Requirement. Copy out the part of the rows that opens with the line containing "golden honey in" and closes with the line containing "Target: jar of golden honey", substituting "wildflower honey" for "golden honey" and leaving everything else unchanged.

Coordinate annotation records.
↓↓↓
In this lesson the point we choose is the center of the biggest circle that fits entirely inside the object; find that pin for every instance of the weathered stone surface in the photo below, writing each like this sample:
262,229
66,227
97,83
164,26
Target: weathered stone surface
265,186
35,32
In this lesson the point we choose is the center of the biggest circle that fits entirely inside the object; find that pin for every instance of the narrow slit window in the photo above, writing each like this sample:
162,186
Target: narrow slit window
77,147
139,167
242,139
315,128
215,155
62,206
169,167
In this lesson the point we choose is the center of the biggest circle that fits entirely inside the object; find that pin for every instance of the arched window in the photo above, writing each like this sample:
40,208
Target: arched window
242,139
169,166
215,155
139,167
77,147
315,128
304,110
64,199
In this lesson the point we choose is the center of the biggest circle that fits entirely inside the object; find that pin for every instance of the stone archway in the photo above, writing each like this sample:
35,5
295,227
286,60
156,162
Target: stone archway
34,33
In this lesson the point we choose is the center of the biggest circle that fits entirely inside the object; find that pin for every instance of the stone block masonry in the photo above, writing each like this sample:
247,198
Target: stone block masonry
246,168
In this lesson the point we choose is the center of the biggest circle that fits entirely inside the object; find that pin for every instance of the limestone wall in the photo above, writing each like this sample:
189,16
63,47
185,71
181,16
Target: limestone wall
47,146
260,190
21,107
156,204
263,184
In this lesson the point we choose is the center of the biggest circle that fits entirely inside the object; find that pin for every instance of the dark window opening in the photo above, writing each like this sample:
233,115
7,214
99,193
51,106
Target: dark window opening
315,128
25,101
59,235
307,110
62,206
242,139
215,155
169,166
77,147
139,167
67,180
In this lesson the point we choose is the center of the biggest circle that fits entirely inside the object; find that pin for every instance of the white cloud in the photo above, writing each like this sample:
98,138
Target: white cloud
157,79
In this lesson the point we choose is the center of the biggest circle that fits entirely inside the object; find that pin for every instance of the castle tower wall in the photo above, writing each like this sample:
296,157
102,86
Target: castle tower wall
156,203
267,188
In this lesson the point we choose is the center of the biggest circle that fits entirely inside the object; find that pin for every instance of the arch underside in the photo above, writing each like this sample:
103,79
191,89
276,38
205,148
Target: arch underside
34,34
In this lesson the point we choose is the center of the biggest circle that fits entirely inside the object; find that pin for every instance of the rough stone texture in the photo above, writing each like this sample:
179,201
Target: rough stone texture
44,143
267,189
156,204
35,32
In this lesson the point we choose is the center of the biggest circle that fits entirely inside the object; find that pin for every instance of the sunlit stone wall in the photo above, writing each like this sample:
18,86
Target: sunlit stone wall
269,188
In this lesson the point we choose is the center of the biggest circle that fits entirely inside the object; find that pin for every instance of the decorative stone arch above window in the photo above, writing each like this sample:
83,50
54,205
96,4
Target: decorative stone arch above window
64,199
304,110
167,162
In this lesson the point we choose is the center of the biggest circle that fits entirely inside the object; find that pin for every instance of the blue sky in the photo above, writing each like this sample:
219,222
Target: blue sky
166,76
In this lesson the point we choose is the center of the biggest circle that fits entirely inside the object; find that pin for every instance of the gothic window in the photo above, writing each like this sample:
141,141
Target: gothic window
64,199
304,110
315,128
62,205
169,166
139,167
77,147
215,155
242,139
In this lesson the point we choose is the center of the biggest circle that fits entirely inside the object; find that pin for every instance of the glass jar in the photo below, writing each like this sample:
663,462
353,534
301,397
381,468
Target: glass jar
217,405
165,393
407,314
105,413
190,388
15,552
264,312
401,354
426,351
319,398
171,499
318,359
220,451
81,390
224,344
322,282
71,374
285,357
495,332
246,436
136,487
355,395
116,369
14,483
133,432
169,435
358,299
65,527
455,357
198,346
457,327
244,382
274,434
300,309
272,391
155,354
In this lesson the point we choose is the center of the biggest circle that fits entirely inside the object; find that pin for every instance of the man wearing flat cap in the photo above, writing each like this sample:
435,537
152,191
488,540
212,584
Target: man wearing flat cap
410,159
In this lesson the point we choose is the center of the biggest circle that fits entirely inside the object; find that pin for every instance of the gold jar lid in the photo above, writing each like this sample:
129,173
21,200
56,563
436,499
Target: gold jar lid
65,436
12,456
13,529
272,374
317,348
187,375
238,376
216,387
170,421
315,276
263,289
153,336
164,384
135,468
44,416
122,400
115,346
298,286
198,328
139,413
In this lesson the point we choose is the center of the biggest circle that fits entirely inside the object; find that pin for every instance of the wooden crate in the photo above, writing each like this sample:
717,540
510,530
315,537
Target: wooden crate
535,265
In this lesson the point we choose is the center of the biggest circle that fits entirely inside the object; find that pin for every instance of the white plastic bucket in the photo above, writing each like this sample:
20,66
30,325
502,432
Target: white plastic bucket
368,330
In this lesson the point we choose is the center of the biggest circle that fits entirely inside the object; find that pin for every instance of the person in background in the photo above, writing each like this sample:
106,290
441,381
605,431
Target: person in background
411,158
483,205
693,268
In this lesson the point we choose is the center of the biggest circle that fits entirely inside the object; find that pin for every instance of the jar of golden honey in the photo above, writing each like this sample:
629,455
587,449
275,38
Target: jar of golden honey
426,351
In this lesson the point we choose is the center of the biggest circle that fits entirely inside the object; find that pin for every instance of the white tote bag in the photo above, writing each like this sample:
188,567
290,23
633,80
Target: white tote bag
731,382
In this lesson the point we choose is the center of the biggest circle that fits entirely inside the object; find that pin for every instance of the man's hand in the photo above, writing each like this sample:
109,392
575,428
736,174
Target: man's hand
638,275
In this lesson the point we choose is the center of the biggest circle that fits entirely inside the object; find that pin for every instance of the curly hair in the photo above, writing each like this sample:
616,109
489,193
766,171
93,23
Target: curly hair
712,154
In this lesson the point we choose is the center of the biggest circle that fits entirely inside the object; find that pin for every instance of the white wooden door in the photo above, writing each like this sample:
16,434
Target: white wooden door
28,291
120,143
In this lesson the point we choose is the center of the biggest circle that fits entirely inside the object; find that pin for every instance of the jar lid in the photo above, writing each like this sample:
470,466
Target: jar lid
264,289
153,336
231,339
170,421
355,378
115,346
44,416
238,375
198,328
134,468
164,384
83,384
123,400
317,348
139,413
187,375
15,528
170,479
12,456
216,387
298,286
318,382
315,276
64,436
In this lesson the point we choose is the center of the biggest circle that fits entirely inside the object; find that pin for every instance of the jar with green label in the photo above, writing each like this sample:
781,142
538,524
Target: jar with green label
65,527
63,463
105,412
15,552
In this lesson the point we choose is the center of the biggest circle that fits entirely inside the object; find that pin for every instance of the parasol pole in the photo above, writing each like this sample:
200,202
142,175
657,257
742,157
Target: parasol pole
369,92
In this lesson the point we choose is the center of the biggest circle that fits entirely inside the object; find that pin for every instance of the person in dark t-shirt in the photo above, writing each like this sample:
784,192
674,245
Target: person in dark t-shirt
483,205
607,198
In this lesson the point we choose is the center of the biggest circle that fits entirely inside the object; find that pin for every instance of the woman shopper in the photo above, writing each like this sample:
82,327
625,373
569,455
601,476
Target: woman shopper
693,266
↑↑↑
↓↓↓
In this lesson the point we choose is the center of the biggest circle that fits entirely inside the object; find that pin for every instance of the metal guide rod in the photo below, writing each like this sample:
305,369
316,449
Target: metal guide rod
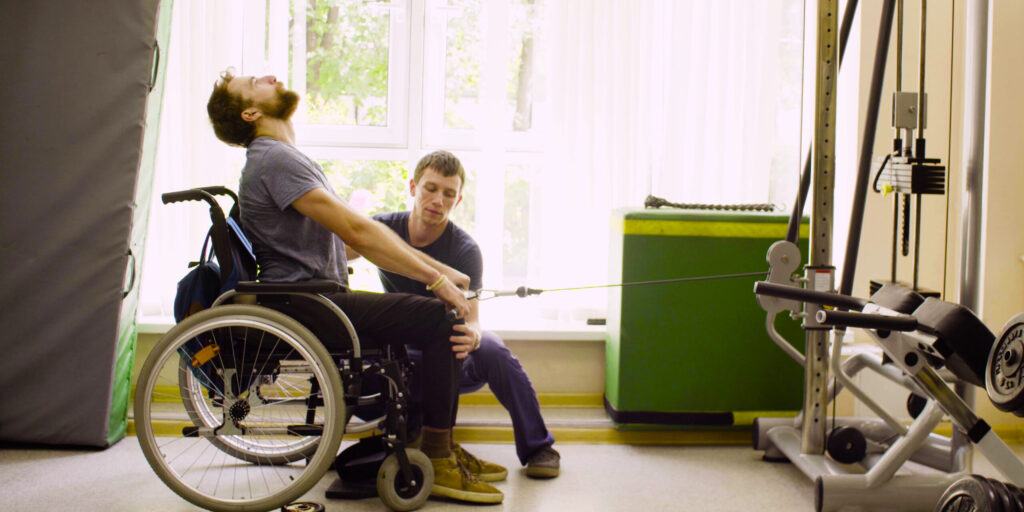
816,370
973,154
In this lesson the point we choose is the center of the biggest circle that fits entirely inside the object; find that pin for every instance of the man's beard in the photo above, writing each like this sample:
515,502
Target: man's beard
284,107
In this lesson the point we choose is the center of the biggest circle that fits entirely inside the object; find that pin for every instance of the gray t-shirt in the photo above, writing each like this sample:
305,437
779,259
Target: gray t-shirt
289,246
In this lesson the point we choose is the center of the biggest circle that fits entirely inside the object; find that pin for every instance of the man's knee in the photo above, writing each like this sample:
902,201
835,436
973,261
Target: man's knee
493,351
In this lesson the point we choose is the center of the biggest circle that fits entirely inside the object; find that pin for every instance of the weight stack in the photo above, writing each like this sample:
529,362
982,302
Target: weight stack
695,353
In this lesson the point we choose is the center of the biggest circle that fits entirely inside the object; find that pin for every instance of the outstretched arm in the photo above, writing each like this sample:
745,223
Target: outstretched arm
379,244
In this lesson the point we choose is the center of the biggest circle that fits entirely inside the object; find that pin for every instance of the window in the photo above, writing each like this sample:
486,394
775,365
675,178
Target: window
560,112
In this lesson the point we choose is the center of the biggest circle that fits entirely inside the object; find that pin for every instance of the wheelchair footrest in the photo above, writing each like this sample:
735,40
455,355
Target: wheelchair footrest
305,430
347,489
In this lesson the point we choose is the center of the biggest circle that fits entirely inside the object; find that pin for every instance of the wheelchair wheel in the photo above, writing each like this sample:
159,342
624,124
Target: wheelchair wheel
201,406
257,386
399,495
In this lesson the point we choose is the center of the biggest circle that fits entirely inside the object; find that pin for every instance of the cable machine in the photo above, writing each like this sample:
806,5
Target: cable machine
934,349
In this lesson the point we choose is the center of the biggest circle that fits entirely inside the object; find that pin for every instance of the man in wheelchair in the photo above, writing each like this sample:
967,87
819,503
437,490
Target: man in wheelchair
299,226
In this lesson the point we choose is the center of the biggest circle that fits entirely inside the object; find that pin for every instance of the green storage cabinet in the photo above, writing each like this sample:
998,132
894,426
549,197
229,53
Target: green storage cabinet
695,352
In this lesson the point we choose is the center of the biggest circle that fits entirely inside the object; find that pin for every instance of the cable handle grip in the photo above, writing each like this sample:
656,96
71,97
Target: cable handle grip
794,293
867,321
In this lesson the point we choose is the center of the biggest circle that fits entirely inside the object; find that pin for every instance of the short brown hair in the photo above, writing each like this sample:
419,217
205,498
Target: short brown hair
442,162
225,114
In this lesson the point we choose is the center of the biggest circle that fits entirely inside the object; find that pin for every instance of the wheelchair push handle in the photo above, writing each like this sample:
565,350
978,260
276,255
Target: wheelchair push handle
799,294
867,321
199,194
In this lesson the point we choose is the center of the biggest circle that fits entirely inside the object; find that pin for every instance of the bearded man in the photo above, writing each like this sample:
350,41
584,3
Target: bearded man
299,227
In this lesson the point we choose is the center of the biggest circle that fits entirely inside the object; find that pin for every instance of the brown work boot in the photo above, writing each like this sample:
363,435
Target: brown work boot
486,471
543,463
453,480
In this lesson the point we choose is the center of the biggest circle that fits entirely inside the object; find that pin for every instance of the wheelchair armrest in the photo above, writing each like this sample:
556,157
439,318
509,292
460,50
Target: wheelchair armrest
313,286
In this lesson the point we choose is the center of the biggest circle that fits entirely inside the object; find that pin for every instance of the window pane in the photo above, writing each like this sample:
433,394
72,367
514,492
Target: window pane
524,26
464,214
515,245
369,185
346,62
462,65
↑↑↑
Exercise output.
In this lesson the point we choose is the center of the biggest circle that fits entirely inside the object; find that pin for every instance of the jar of wildflower honey in the photo above, writing each like this sample:
629,455
587,449
275,38
Target: jar of wildflower honey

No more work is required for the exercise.